TAREFA CURTA 1 - Diga se cada afirmação concorda com o texto sobre o trabalho em França: (a) o contrato assinado era de três meses; (b) quem fala foi para França com a intenção de lá ficar; (c) a porta fechava às 11 horas da noite. Responda sim ou não a cada uma e cite as palavras do texto que o decidem.
TAREFA CURTA 2 - Reescreva em forma de lista o parágrafo do texto sobre o trabalho em França que começa por "Lá o ensino não seria diferente de cá", mantendo os factos principais.

TEXTO DE ORIGEM -
Havia uma oferta de trabalho. Deram-me logo um contacto, onde eu me dirigi e fiquei. Pronto, comecei logo no dia seguinte a trabalhar. No dia seguinte, deve ter sido a 2 de maio ou coisa que o valha. Assinamos um contrato por três meses, que era o mínimo exigido por lei para ter autorização para estar em França, e fiquei a trabalhar. Logo no dia seguinte, imediatamente, com um alojamento.

Lá o ensino não seria diferente de cá. Nem eu tinha idade para andar na escola, não é? E o que me interessava era melhorar o francês. Eu, quando fui para França pensava que não era para ficar lá, não é? Era transitório. Enquanto não ia para Argel ou para Cuba ou fosse lá para onde fosse. Como à partida vi que não era nem uma coisa nem outra, ia ficar ali, não sabia por quanto tempo, portanto tinha que tratar da minha vida. E precisava, e gostava. Então se eu já cá, sem nenhuma intenção de alguma vez ir sequer de férias a França, se eu quis aprender francês, não era estando em França que não ia querer aprender mais. Mas havia horas, acho que o limite era às 23 horas, para entrar de novo no local onde trabalhava porque eu estava alojada lá.

J - Os passeios tinham de ter uma hora para acabar.

D - Então, às 11 horas da noite, a porta fechava e eu ficava na rua. 

J – Os teus pais foram lá?

REGISTOS DE DADOS -

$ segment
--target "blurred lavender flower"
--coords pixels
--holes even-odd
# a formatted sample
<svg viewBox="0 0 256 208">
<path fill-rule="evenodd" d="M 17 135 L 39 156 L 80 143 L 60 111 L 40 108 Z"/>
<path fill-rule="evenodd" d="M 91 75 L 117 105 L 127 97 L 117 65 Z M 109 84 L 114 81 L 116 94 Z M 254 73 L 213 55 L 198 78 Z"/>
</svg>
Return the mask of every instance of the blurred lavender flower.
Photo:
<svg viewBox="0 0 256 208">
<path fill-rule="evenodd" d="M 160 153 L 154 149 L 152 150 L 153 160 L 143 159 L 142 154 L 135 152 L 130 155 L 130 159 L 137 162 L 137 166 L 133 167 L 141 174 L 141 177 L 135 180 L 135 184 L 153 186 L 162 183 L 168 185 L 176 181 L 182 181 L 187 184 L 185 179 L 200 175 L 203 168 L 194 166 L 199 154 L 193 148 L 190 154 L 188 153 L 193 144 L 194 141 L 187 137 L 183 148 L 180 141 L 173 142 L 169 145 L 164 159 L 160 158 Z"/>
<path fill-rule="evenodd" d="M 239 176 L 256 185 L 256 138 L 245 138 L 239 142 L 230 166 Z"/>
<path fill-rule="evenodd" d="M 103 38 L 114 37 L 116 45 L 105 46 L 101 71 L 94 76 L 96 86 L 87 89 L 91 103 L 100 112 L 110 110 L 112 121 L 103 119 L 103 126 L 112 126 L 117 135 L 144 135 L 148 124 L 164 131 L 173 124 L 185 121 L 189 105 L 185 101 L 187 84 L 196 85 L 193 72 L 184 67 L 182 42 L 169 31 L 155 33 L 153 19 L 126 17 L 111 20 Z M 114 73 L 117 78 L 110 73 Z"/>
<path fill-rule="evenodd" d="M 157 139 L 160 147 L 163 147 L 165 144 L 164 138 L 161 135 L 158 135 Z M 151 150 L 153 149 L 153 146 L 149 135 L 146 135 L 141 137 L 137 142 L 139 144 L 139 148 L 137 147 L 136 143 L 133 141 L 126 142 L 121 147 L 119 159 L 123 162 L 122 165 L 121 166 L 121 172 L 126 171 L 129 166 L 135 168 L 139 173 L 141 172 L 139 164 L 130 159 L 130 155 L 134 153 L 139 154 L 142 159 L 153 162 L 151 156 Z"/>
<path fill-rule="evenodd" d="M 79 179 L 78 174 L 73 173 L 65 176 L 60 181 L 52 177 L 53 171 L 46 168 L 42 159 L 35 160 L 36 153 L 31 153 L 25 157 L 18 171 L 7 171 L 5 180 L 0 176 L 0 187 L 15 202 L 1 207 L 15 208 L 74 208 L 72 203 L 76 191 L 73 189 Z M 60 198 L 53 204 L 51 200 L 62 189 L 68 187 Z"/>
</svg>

RESPOSTA 1 -
(a) Sim: "Assinamos um contrato por três meses".
(b) Não: "Eu, quando fui para França pensava que não era para ficar lá, não é? Era transitório."
(c) Sim: "às 11 horas da noite, a porta fechava".

RESPOSTA 2 -
- O ensino em França não seria diferente do de cá, e quem fala já não tinha idade para andar na escola. O que lhe interessava era melhorar o francês.
- Foi para França a pensar que a estadia era transitória, até ir para Argel, Cuba ou outro sítio.
- Percebeu que não iria para nenhum desses destinos e que ficaria ali sem saber por quanto tempo. Por isso tinha de tratar da sua vida.
- Já antes quisera aprender francês sem intenção de ir a França, por isso em França queria aprender mais.
- Estava alojada no local onde trabalhava e tinha uma hora-limite para voltar, que julga ser às 23 horas.